[What to produce] Starting with the line that contains "Target: window" and going on through the end of the records below, write out only those lines again, requests included. Add 60 to every x and y coordinate in the answers.

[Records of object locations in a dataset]
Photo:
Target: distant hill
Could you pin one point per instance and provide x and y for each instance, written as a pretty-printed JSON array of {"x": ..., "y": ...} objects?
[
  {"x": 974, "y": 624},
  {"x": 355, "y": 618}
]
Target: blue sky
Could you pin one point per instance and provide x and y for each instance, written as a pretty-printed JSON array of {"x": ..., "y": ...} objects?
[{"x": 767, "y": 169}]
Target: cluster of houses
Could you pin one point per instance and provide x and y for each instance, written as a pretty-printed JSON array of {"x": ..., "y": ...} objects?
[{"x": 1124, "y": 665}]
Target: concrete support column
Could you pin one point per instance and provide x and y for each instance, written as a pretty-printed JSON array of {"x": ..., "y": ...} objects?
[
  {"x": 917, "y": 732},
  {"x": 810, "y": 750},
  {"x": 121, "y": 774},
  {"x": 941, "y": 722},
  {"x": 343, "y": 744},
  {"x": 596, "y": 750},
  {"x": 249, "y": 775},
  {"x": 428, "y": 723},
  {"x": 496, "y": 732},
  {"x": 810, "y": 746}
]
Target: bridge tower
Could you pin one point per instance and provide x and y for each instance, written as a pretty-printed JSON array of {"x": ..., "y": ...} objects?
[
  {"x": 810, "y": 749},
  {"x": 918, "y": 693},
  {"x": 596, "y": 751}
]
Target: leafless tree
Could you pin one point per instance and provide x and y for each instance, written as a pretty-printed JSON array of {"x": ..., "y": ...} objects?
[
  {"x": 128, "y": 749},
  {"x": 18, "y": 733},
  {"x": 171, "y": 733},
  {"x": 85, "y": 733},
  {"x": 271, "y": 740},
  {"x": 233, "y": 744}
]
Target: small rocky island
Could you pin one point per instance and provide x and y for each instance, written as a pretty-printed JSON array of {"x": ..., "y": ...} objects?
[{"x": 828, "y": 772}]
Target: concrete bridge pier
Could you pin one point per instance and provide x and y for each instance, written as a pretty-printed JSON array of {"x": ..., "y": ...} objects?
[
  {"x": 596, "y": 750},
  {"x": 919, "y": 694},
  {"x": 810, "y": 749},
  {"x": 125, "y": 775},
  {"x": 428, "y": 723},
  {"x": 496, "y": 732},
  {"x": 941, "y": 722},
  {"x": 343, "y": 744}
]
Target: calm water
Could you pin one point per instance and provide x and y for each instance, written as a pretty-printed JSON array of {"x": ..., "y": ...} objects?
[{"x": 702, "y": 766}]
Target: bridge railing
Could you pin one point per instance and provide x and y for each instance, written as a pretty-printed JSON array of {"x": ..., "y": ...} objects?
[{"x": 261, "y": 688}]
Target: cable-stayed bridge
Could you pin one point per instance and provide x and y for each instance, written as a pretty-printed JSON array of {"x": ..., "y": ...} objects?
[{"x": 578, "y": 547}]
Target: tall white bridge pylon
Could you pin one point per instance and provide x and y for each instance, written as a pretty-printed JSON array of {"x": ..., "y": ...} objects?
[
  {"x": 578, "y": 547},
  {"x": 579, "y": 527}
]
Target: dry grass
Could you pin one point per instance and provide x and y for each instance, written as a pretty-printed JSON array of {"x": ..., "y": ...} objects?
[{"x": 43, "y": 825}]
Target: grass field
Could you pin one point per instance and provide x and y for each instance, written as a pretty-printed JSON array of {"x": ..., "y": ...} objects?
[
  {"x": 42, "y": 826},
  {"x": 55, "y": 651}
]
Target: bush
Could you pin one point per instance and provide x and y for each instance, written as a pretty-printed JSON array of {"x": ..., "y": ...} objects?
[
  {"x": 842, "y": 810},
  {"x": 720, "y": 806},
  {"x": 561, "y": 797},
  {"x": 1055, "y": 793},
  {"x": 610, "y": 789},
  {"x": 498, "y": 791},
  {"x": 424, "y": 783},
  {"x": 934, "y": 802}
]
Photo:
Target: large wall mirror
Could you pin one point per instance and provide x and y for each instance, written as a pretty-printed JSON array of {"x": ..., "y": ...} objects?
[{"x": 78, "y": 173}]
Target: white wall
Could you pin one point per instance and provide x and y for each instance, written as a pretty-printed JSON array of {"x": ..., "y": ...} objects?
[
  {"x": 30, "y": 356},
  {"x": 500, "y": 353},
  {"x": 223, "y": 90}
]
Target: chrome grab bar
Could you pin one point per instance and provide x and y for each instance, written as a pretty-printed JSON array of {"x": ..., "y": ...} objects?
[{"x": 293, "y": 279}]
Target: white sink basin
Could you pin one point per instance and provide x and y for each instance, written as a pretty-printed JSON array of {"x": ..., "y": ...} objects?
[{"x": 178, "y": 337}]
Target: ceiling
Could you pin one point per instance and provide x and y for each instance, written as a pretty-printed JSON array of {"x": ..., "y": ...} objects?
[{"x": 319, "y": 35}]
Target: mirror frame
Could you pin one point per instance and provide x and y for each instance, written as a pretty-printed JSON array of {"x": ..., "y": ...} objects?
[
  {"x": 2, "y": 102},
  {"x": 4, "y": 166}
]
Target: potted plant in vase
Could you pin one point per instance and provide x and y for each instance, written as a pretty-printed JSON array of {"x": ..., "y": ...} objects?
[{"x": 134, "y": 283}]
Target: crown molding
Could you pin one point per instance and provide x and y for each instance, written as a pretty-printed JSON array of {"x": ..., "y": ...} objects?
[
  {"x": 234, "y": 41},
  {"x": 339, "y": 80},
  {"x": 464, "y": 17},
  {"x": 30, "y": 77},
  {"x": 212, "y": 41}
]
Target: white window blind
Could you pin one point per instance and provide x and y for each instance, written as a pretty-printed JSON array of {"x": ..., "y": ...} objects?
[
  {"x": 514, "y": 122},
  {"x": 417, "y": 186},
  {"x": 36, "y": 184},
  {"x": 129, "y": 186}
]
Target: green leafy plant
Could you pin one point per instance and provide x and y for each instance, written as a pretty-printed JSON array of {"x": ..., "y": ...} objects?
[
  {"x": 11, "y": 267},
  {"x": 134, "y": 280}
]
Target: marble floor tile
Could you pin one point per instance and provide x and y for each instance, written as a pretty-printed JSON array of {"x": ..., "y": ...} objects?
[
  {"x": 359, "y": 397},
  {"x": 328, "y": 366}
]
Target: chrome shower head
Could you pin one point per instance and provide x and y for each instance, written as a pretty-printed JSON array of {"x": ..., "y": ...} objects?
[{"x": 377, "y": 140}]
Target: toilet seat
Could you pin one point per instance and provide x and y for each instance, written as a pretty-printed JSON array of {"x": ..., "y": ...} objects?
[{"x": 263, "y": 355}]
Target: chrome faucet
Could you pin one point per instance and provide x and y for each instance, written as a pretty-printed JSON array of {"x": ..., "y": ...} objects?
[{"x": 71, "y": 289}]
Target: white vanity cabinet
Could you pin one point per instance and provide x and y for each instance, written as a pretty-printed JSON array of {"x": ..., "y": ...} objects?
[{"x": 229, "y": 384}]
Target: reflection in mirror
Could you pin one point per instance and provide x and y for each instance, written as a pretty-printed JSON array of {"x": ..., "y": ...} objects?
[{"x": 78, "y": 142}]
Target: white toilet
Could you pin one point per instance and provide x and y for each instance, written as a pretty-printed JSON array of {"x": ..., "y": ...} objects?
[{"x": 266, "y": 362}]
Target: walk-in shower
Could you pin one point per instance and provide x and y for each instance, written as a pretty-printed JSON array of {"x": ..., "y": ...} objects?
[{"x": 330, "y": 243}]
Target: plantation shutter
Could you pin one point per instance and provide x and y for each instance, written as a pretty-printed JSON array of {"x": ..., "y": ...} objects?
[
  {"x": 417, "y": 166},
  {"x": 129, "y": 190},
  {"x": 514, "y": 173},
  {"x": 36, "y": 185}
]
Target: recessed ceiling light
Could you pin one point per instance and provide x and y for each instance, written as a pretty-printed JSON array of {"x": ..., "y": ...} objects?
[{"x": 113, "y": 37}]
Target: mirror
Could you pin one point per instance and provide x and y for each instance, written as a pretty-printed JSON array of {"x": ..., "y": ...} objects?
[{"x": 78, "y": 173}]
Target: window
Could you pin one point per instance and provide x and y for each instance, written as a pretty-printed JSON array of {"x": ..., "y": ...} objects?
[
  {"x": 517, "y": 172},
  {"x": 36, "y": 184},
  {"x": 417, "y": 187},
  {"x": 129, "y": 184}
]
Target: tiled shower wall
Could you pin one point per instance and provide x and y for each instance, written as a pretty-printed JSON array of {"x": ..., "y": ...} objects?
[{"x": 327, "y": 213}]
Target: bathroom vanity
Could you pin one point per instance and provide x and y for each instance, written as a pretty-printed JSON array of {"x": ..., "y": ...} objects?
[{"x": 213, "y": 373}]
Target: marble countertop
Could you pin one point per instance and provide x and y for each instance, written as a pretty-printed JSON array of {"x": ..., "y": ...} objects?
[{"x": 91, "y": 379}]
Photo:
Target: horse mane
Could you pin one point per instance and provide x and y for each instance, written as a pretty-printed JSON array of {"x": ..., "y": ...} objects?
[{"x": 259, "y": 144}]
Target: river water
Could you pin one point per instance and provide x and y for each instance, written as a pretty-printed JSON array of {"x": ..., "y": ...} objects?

[Response to the exercise]
Target: window
Could you pin one point per instance and provide x and y for each instance, written as a pretty-printed JSON array of {"x": ..., "y": ...} objects?
[
  {"x": 577, "y": 232},
  {"x": 96, "y": 244},
  {"x": 477, "y": 247},
  {"x": 189, "y": 244}
]
Target: tiled shower wall
Could you pin one point per instance and provide x and y for each instance, written as a pretty-printed JSON array of {"x": ..., "y": ...} objects?
[{"x": 387, "y": 273}]
Target: bathroom vanity
Could you pin one point per instance and provide x and y for each instance, written as a pretty-printed JSON array of {"x": ..., "y": ...} objects?
[{"x": 273, "y": 433}]
Target: marble countertop
Could you pin one point per instance and provide x and y for each instance, written as a pretty-printed JSON array of {"x": ..., "y": ...} objects?
[{"x": 151, "y": 439}]
Photo:
Target: horse mane
Could you pin one point per instance and provide x and y for each instance, written as a pretty-printed JSON array of {"x": ..., "y": ...} objects?
[{"x": 319, "y": 204}]
Target: river water
Could you pin one point per instance and provide x and y for each instance, written as a pretty-printed JSON array of {"x": ..., "y": ...} objects?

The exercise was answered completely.